-- Start of Records provided --

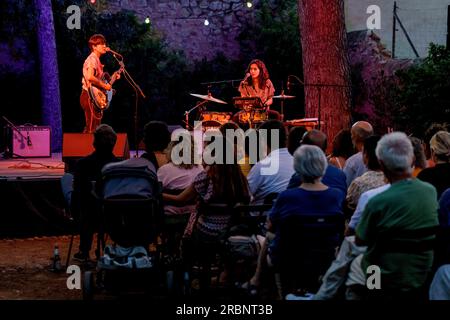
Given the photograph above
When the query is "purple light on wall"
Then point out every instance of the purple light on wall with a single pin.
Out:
(50, 97)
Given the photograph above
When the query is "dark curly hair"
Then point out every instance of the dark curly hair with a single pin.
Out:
(263, 73)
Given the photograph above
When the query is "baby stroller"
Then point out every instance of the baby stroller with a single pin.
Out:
(130, 198)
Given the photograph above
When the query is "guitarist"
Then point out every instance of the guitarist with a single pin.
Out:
(92, 72)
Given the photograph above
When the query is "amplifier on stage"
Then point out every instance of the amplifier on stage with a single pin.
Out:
(31, 141)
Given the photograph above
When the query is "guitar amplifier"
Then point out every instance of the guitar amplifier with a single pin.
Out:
(31, 141)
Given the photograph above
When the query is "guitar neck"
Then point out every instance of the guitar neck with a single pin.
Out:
(114, 77)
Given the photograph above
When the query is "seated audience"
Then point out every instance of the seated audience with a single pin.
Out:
(420, 161)
(271, 174)
(342, 149)
(354, 166)
(333, 177)
(398, 226)
(87, 171)
(177, 177)
(371, 179)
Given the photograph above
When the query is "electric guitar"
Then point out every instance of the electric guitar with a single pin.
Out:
(101, 98)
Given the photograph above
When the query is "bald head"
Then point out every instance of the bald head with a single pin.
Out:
(315, 138)
(361, 130)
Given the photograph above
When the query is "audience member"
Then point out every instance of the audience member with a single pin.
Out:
(439, 175)
(371, 179)
(398, 226)
(342, 149)
(311, 197)
(333, 177)
(271, 174)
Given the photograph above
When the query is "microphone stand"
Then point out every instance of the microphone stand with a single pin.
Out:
(138, 92)
(186, 113)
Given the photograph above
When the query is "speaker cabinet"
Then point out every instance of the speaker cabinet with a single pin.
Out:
(79, 145)
(31, 141)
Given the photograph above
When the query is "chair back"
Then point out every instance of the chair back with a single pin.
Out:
(306, 248)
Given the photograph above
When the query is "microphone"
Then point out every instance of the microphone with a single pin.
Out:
(108, 49)
(28, 140)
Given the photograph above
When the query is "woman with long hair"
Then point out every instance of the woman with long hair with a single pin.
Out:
(257, 84)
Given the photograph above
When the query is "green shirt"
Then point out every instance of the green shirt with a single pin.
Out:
(407, 205)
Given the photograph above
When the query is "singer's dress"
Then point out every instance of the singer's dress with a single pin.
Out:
(93, 118)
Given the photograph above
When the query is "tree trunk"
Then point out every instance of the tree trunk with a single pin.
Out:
(50, 98)
(325, 64)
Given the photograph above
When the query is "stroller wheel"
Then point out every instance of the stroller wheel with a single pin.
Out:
(88, 286)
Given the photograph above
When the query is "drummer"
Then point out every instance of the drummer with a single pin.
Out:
(257, 84)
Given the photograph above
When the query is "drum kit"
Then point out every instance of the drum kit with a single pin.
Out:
(253, 110)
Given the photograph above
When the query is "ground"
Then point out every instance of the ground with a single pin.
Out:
(25, 269)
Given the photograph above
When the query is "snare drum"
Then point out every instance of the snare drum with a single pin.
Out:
(221, 117)
(258, 116)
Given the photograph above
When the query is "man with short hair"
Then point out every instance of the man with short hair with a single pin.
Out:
(333, 177)
(261, 180)
(354, 166)
(92, 73)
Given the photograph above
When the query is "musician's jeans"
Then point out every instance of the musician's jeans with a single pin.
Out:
(93, 118)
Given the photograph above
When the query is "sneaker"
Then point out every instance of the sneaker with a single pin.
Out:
(81, 257)
(306, 296)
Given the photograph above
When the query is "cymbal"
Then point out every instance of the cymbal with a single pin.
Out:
(208, 97)
(283, 96)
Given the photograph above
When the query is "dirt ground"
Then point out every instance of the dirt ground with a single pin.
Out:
(25, 269)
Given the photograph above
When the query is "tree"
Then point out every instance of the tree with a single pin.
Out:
(325, 63)
(50, 98)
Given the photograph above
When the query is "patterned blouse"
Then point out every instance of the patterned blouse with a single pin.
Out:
(91, 62)
(368, 181)
(211, 225)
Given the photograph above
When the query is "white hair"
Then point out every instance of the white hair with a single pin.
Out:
(310, 162)
(396, 152)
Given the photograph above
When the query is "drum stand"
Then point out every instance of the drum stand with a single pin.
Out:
(186, 113)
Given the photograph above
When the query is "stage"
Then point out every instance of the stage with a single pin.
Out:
(32, 200)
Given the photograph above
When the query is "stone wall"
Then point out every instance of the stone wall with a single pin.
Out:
(425, 22)
(182, 23)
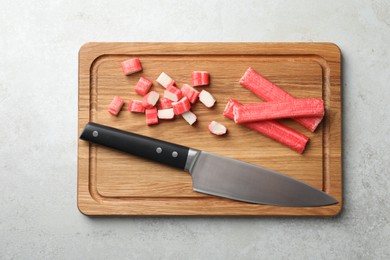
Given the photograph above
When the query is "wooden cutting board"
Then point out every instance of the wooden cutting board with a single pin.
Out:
(114, 183)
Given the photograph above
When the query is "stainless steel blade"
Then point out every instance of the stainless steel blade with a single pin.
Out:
(217, 175)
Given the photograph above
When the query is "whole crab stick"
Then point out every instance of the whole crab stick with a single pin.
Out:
(283, 134)
(268, 91)
(305, 107)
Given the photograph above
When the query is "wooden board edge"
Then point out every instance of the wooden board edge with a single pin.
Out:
(86, 51)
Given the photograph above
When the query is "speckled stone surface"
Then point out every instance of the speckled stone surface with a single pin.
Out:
(39, 42)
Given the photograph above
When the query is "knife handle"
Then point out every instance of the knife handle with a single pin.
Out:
(146, 147)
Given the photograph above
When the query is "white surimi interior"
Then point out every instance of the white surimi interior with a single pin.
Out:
(189, 117)
(217, 128)
(153, 98)
(165, 113)
(206, 98)
(170, 96)
(164, 80)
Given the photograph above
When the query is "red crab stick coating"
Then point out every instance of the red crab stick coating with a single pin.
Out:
(200, 78)
(305, 107)
(268, 91)
(283, 134)
(131, 66)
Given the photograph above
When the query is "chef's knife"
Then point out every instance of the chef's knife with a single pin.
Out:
(213, 174)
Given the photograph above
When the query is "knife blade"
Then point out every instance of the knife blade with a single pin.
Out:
(211, 173)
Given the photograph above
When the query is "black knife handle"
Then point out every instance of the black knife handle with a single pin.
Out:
(147, 147)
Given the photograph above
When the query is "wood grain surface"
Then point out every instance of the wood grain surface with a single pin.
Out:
(114, 183)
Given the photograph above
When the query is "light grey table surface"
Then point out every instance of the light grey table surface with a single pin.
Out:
(39, 43)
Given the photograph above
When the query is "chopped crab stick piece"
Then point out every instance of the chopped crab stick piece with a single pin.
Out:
(115, 106)
(165, 103)
(305, 107)
(181, 106)
(131, 66)
(136, 106)
(268, 91)
(274, 130)
(143, 86)
(189, 117)
(206, 98)
(189, 92)
(151, 116)
(150, 99)
(217, 128)
(164, 80)
(173, 93)
(165, 113)
(200, 78)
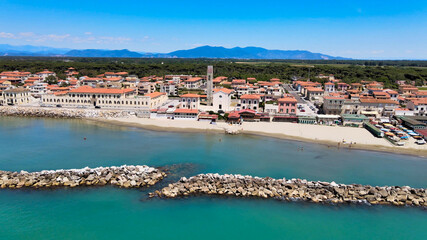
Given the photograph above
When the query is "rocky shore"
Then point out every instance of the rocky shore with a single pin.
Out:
(60, 112)
(123, 176)
(292, 190)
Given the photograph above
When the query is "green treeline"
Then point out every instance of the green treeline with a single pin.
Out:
(347, 70)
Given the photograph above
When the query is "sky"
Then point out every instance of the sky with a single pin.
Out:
(386, 29)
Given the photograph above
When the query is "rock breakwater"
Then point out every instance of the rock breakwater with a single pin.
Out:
(292, 190)
(60, 112)
(122, 176)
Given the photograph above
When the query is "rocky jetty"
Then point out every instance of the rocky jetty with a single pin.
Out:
(61, 112)
(292, 190)
(123, 176)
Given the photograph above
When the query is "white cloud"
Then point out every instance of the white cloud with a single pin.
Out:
(26, 34)
(7, 35)
(377, 51)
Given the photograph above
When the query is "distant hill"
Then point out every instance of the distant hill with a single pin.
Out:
(199, 52)
(248, 53)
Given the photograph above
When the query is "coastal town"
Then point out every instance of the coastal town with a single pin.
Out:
(397, 115)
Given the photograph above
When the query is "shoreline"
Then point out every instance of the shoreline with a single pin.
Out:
(155, 126)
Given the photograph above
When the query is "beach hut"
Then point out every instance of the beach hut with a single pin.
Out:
(375, 131)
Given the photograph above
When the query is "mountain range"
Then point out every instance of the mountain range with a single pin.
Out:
(199, 52)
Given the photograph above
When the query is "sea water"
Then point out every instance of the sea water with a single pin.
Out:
(113, 213)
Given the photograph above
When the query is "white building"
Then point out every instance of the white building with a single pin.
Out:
(87, 96)
(190, 101)
(329, 87)
(419, 106)
(38, 89)
(248, 101)
(170, 88)
(16, 96)
(46, 74)
(193, 83)
(222, 99)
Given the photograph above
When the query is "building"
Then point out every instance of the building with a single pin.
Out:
(170, 88)
(329, 87)
(44, 74)
(250, 101)
(38, 89)
(146, 88)
(221, 99)
(333, 105)
(238, 82)
(372, 107)
(156, 99)
(16, 96)
(418, 105)
(88, 97)
(209, 85)
(193, 83)
(287, 105)
(353, 120)
(190, 101)
(186, 114)
(403, 112)
(314, 94)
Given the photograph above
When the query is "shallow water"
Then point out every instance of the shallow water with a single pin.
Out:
(111, 213)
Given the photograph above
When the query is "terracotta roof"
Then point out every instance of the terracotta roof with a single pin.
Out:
(88, 89)
(419, 101)
(288, 99)
(334, 97)
(154, 94)
(183, 110)
(314, 89)
(374, 100)
(224, 90)
(249, 96)
(190, 95)
(238, 81)
(196, 79)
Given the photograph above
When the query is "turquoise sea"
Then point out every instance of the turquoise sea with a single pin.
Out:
(113, 213)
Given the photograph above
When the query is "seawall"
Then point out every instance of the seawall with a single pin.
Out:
(291, 190)
(122, 176)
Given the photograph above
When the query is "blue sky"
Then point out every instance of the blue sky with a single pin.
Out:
(358, 29)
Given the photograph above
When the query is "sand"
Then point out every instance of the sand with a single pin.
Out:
(336, 136)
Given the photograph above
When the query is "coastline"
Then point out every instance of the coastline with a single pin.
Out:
(183, 126)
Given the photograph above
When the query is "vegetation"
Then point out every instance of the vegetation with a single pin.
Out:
(347, 70)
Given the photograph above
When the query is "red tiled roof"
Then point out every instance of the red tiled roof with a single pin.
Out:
(154, 94)
(190, 95)
(88, 89)
(288, 99)
(183, 110)
(374, 100)
(224, 90)
(250, 96)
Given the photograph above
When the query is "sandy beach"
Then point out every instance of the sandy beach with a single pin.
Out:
(334, 136)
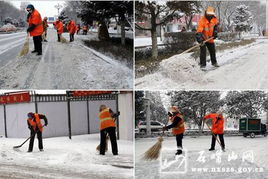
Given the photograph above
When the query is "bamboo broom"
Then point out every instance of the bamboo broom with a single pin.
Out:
(62, 39)
(153, 152)
(106, 146)
(25, 48)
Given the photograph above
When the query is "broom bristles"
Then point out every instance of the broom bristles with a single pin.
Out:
(25, 48)
(106, 147)
(153, 152)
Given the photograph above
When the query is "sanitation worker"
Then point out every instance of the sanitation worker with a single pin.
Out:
(207, 28)
(45, 26)
(107, 126)
(177, 125)
(58, 25)
(71, 27)
(36, 127)
(217, 129)
(35, 28)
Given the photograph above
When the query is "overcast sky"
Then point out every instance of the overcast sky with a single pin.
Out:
(46, 8)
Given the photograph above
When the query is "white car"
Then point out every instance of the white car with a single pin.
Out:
(155, 126)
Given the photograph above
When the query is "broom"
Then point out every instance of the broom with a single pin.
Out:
(62, 39)
(25, 48)
(153, 152)
(214, 134)
(106, 146)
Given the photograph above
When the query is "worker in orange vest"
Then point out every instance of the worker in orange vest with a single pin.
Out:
(207, 28)
(85, 29)
(36, 127)
(58, 25)
(35, 28)
(71, 27)
(45, 26)
(107, 125)
(177, 125)
(217, 129)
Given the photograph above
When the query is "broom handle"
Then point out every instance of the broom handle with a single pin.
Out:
(198, 45)
(214, 134)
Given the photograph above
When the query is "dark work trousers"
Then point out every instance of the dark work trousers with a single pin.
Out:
(71, 37)
(38, 43)
(213, 141)
(40, 140)
(59, 37)
(112, 135)
(203, 53)
(179, 138)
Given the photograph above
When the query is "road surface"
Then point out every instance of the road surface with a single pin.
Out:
(62, 66)
(244, 67)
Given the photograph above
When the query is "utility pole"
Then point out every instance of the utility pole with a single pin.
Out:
(58, 7)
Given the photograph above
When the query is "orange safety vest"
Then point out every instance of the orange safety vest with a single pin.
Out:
(36, 19)
(206, 28)
(217, 128)
(59, 27)
(179, 129)
(106, 119)
(71, 27)
(36, 123)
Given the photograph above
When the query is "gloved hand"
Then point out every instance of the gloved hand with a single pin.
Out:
(199, 37)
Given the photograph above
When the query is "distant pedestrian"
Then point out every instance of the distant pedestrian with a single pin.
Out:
(45, 26)
(107, 126)
(71, 27)
(58, 25)
(36, 127)
(35, 28)
(217, 129)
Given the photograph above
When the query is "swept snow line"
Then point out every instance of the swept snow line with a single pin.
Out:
(12, 45)
(13, 37)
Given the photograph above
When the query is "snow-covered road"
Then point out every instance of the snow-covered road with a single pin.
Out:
(239, 146)
(70, 65)
(64, 158)
(243, 67)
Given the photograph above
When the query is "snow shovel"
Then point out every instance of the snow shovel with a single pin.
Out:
(214, 135)
(197, 45)
(18, 146)
(153, 152)
(25, 48)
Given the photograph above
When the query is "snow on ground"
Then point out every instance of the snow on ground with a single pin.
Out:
(244, 67)
(62, 66)
(144, 41)
(215, 162)
(65, 158)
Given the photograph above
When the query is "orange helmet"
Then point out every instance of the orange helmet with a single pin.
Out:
(210, 10)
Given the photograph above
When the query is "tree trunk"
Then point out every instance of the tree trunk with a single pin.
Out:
(154, 43)
(123, 32)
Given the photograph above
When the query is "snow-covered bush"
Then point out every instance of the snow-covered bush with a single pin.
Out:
(242, 19)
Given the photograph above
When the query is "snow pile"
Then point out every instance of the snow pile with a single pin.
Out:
(7, 28)
(76, 158)
(181, 68)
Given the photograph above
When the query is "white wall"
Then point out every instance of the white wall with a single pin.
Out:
(126, 127)
(79, 121)
(17, 119)
(94, 112)
(2, 127)
(56, 113)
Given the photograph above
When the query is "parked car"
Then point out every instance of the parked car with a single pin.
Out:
(155, 126)
(251, 127)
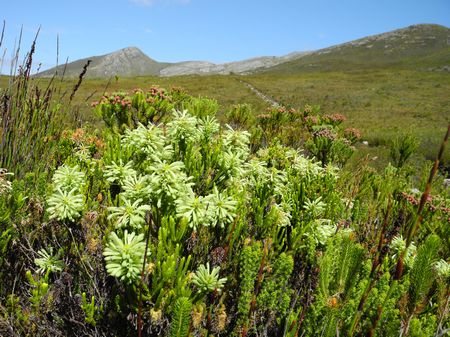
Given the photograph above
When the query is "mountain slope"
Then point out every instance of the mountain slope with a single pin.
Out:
(238, 67)
(125, 62)
(415, 46)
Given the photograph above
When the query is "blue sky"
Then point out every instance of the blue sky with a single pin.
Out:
(212, 30)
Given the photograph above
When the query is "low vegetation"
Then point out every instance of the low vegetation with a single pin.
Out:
(185, 216)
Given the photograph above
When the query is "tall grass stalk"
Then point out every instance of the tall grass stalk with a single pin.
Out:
(30, 117)
(418, 219)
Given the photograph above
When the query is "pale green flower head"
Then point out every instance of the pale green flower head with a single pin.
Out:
(65, 205)
(221, 207)
(442, 268)
(136, 187)
(236, 139)
(208, 280)
(315, 207)
(183, 127)
(125, 256)
(69, 177)
(208, 127)
(117, 172)
(149, 141)
(398, 245)
(47, 261)
(195, 210)
(129, 214)
(169, 181)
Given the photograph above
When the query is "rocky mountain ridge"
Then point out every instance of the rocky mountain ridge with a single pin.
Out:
(408, 44)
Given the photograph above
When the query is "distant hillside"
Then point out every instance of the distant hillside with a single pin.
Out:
(419, 46)
(238, 67)
(415, 46)
(125, 62)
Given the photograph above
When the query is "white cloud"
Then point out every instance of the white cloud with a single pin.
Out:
(148, 3)
(145, 3)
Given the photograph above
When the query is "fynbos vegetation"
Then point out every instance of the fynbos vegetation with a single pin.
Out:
(167, 222)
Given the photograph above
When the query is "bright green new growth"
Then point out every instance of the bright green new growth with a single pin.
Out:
(136, 187)
(442, 268)
(125, 257)
(181, 317)
(68, 177)
(208, 280)
(65, 205)
(129, 214)
(117, 173)
(221, 207)
(195, 210)
(47, 261)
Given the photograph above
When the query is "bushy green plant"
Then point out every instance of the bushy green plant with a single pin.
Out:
(129, 215)
(125, 256)
(208, 280)
(47, 261)
(65, 205)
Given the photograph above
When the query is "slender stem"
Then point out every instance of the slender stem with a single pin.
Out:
(413, 229)
(149, 222)
(372, 276)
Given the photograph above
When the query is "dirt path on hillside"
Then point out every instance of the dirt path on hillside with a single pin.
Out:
(261, 95)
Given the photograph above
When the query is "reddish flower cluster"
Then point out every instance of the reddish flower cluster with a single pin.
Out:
(117, 99)
(410, 199)
(431, 207)
(352, 133)
(334, 118)
(79, 137)
(264, 116)
(312, 120)
(307, 110)
(157, 92)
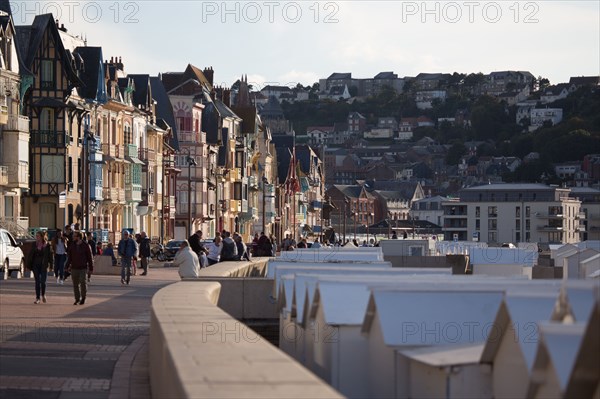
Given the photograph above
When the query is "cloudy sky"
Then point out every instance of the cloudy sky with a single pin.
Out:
(286, 42)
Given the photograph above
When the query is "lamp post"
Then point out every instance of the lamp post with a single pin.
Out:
(265, 182)
(191, 162)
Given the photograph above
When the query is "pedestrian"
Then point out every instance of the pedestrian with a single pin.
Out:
(126, 250)
(198, 247)
(59, 248)
(80, 262)
(264, 246)
(229, 250)
(214, 251)
(38, 261)
(144, 252)
(187, 261)
(91, 242)
(241, 247)
(110, 251)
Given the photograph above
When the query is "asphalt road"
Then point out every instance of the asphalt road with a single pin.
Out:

-- End of Records provided --

→ What to do
Extract from the material above each line that contains the word "dirt".

→ Expected answer
When the query is "dirt ground"
Then point out every instance of the dirt ground with a single pin.
When the query is "dirt path on hillside"
Then point out every instance of the dirt path on hillside with a single pin.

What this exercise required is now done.